▶ _Instructions for the task_
Which of the lines in the listing that follows hold "below"? Pull each one out.
───── Source data
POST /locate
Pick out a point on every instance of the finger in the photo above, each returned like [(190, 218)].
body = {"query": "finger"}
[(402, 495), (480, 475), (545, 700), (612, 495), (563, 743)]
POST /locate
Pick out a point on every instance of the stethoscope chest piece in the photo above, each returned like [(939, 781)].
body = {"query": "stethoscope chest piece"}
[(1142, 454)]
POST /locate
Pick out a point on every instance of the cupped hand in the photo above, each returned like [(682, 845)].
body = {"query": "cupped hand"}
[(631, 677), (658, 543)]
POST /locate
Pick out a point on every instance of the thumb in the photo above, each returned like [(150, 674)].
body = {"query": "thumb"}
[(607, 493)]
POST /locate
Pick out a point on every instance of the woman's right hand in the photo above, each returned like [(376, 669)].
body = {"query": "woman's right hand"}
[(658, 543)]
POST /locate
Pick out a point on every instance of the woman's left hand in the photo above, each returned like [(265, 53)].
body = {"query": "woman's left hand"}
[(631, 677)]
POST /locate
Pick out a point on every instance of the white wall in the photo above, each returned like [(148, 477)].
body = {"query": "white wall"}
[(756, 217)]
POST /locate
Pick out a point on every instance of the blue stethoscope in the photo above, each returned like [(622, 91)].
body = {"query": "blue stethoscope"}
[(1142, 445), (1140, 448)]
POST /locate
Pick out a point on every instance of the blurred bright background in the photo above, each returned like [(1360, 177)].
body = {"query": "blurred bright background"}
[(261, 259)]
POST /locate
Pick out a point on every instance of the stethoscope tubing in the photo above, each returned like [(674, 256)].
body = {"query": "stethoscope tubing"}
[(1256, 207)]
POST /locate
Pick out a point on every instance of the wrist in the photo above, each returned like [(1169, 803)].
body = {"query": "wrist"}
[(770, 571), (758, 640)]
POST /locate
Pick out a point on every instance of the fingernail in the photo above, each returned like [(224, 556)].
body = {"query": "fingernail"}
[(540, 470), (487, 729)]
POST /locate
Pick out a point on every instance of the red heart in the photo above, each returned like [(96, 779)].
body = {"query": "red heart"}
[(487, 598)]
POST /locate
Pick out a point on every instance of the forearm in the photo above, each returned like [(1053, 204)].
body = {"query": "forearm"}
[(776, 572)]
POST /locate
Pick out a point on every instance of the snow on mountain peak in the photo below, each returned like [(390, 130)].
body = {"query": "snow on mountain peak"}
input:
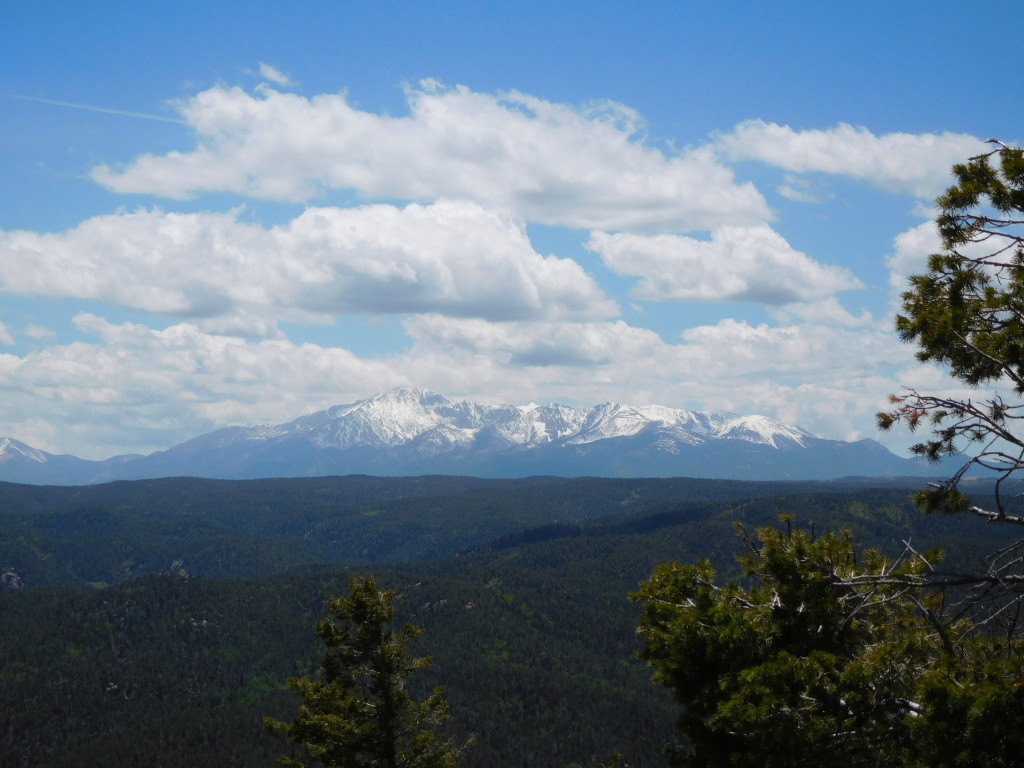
[(762, 429), (435, 423), (10, 449)]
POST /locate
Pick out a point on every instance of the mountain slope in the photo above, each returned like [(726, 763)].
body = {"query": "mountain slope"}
[(409, 431)]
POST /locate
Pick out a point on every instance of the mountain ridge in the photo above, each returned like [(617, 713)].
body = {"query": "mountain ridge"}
[(409, 431)]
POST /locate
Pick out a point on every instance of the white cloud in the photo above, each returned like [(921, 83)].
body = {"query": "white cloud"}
[(825, 312), (736, 264), (583, 167), (275, 76), (909, 254), (918, 164), (454, 258), (34, 331)]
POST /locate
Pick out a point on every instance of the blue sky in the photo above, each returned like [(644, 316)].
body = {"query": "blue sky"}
[(238, 213)]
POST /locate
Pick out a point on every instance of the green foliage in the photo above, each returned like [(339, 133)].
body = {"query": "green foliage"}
[(829, 656), (531, 636), (361, 714), (967, 313)]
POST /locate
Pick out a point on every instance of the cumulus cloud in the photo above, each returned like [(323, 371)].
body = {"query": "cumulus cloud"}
[(275, 76), (586, 167), (910, 252), (753, 263), (453, 257), (918, 164), (133, 388)]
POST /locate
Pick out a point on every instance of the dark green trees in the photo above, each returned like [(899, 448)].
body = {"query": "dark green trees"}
[(967, 313), (830, 657), (361, 714)]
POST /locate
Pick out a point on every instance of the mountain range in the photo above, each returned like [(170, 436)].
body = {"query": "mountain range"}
[(408, 431)]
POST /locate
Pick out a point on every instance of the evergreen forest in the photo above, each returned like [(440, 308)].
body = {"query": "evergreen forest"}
[(157, 623)]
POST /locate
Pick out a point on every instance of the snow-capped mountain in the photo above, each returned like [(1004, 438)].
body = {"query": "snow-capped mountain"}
[(409, 431)]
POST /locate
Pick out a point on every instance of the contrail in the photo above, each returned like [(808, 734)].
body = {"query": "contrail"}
[(74, 105)]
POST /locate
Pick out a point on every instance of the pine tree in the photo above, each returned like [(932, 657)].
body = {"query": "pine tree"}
[(360, 713)]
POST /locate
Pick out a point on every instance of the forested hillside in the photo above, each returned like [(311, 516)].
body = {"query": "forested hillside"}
[(522, 589)]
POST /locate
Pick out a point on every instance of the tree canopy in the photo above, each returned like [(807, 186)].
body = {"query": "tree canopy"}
[(967, 314), (361, 713)]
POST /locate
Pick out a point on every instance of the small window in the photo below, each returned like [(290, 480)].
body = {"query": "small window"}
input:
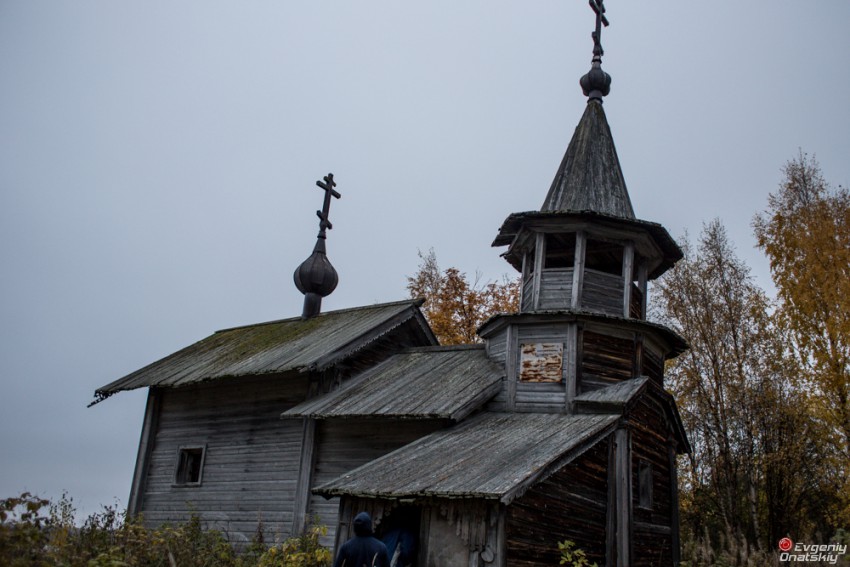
[(604, 256), (560, 250), (644, 484), (190, 466)]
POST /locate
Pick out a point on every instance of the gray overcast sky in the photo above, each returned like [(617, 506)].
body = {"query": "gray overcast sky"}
[(158, 161)]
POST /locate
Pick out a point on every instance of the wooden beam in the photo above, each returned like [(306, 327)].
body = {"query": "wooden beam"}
[(511, 374), (628, 276), (305, 477), (525, 276), (539, 259), (578, 269), (146, 442), (611, 509), (637, 361), (623, 499), (570, 367)]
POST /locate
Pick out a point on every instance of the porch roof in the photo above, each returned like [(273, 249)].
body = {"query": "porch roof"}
[(493, 456)]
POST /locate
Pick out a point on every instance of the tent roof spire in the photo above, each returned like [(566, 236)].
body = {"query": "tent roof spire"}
[(589, 177)]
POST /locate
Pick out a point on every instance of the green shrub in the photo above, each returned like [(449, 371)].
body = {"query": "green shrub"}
[(35, 532), (573, 556)]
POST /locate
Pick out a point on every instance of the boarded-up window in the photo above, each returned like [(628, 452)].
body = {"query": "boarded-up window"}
[(541, 362), (190, 466)]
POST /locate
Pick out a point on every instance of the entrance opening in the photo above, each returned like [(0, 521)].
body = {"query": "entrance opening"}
[(400, 533)]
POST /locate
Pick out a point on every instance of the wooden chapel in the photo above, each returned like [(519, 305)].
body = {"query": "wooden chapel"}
[(557, 427)]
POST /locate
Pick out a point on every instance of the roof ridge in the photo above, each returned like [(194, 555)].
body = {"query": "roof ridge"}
[(416, 302), (442, 348)]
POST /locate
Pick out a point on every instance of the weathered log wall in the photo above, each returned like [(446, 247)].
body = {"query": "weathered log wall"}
[(652, 525), (569, 505)]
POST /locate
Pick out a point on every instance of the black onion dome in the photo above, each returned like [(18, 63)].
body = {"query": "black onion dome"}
[(596, 83), (316, 274)]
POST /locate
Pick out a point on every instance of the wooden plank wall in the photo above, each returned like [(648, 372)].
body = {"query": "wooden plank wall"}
[(541, 397), (346, 444), (251, 462), (653, 540), (571, 504), (556, 288), (605, 360)]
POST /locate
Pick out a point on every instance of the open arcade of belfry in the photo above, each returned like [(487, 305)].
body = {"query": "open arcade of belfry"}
[(555, 427)]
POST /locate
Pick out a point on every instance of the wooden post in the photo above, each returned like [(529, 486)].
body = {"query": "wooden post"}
[(637, 361), (525, 276), (623, 498), (570, 366), (539, 259), (146, 442), (511, 374), (305, 477), (578, 269), (628, 276)]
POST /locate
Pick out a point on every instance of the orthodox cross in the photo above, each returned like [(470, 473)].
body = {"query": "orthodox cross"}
[(601, 20), (328, 185)]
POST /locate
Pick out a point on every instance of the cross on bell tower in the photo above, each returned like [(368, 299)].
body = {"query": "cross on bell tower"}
[(316, 277)]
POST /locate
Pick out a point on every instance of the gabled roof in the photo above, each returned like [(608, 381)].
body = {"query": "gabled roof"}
[(492, 456), (590, 178), (278, 346), (419, 383)]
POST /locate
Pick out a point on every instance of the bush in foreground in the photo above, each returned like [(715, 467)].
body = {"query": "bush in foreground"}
[(35, 532)]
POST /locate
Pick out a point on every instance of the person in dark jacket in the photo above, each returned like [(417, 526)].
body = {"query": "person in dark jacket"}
[(363, 550)]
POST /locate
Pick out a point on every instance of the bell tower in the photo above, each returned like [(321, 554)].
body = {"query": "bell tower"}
[(585, 261)]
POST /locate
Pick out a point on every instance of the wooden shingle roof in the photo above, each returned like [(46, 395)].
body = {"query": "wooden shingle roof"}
[(277, 346), (589, 177), (418, 383), (491, 456)]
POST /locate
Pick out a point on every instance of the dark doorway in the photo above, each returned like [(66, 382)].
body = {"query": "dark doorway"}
[(400, 532)]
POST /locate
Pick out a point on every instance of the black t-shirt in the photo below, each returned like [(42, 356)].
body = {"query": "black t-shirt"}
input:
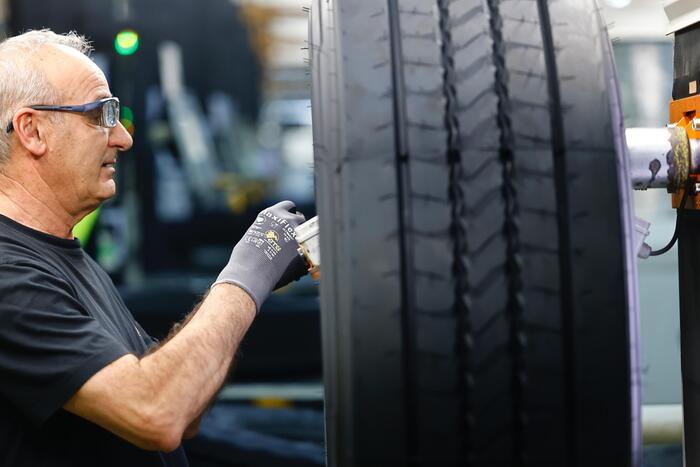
[(61, 321)]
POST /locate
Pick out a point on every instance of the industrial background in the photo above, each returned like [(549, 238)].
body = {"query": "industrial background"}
[(216, 93)]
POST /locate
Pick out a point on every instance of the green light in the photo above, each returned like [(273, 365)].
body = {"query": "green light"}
[(126, 42)]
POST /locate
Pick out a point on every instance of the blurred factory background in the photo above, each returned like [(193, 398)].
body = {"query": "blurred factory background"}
[(216, 96)]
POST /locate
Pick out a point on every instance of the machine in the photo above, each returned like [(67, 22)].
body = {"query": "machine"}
[(670, 158)]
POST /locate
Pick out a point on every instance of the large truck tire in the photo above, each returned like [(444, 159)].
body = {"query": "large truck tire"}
[(477, 295)]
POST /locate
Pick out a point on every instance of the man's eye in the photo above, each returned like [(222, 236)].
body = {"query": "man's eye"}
[(94, 115)]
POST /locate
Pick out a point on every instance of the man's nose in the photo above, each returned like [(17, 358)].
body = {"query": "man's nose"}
[(120, 138)]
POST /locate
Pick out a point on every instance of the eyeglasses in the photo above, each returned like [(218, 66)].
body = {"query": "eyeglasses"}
[(104, 112)]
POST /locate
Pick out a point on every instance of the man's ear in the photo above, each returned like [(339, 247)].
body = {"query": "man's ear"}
[(29, 130)]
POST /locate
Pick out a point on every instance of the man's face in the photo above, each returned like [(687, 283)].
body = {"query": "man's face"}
[(80, 164)]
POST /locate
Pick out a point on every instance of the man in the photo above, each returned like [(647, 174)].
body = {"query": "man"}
[(77, 385)]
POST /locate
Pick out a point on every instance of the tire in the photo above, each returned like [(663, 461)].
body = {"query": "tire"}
[(477, 296)]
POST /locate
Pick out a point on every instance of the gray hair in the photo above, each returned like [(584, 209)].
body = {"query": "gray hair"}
[(21, 83)]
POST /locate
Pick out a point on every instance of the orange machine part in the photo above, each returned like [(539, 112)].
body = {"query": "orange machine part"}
[(681, 112)]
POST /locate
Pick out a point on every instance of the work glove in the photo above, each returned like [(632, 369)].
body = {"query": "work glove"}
[(267, 254)]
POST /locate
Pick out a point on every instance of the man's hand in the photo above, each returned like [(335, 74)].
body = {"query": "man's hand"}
[(267, 254)]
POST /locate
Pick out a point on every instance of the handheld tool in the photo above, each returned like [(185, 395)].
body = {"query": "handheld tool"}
[(309, 245)]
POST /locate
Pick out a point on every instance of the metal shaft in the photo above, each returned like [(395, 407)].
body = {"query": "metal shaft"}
[(661, 157)]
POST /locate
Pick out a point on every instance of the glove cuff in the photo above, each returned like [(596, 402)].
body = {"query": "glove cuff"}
[(245, 289)]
──────────
▶ _Expected answer_
Pick out a point on every instance of the snow on mountain peak in the photo below, each returned like [(390, 130)].
Pick out a point on every instance of the small window in the photo below, each returned like [(290, 480)].
Pick out a point on every instance of the black t-shirt in the photo below, each returned like [(42, 356)].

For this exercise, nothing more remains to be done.